Tracey Woodruff, PhD, MPH, has been named as director of the Program on Reproductive Health and the Environment (PRHE) and associate professor in residence in the Department of Obstetrics, Gynecology and Reproductive Sciences at UCSF.
The mission of the PRHE is to advance scientific inquiry, professional training, public education and health policies that reduce the impacts of environmental contaminants on reproductive and developmental health.
PRHE is a unique program designed to pioneer a transdisciplinary model in environmental reproductive health that will integrate basic, translational and health policy research with education, health care and health policy. PRHE is housed within the UCSF National Center of Excellence in Women's Health.
"We are delighted to have Tracey Woodruff lead this innovative program, and are excited about PRHE's potential to expand our understanding of environmental impacts on reproductive health. It is an important endeavor for women, children, and families and will truly transform health and improve lives", Nancy Milliken, MD, director, UCSF National Center of Excellence in Women's Health.

□ □ □

Actions to take
- A) In the announcement about Tracey Woodruff, what is PRHE housed within?
- B) Decide whether each statement agrees with the announcement about Tracey Woodruff. Answer yes or no for each, quoting the words from the announcement that decide it. (i) Woodruff was named associate professor in residence in the Department of Obstetrics, Gynecology and Reproductive Sciences at UCSF. (ii) PRHE is housed within a department of pediatrics. (iii) Nancy Milliken is director of the UCSF National Center of Excellence in Women's Health.
- C) Pick up the announcement about Tracey Woodruff after its last sentence and add a few more sentences in the same style.

Point-per-instance localization data
□ □ □

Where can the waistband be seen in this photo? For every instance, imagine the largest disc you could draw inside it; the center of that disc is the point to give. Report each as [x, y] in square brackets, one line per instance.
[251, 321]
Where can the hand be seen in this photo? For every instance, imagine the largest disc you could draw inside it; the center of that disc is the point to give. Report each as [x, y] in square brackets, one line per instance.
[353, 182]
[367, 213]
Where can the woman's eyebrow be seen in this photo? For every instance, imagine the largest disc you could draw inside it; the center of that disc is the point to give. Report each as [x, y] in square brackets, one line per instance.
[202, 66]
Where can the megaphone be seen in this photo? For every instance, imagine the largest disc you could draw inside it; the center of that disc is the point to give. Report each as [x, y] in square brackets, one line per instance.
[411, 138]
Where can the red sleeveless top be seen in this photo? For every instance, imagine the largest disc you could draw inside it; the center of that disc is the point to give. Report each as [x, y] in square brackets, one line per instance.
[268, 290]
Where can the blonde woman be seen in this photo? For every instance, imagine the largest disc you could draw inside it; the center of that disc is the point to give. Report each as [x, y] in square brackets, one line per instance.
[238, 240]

□ □ □

Answer list
- A) The UCSF National Center of Excellence in Women's Health.

- B)
(i) Yes: "associate professor in residence in the Department of Obstetrics, Gynecology and Reproductive Sciences at UCSF."
(ii) No: "PRHE is housed within the UCSF National Center of Excellence in Women's Health."
(iii) Yes: "Nancy Milliken, MD, director, UCSF National Center of Excellence in Women's Health."

- C)
"Tracey Woodruff's arrival positions UCSF to address the rising awareness that environmental contaminants can have profound influences on the reproductive and developmental health of women, men and children," says Linda Giudice, MD, PhD, chair of the Department of Obstetrics, Gynecology, and Reproductive Sciences. "With Tracey's direction of PRHE, UCSF will bring science to the clinic, to policy and to the community and will lead the way in reducing the impacts of environmental contaminants on fertility and reproduction."
Woodruff comes to PRHE from the US Environmental Protection Agency (EPA), where she was a senior scientist and policy adviser. She brings considerable scientific and policy experience on the implications of exposure to environmental contaminants and the effects on child health and development. Woodruff has worked on a number of high-profile environmental health issues, including air pollution, children's health, interpreting biomonitoring data and cancer policy.
Woodruff recently co-led an international workshop on air pollution and its effects on perinatal health at the International Society for Environmental Epidemiology meeting in Mexico City. The workshop was attended by leading experts from around the world, where participants identified key research priorities and the next steps toward developing an international, collaborative effort to advance research in this field.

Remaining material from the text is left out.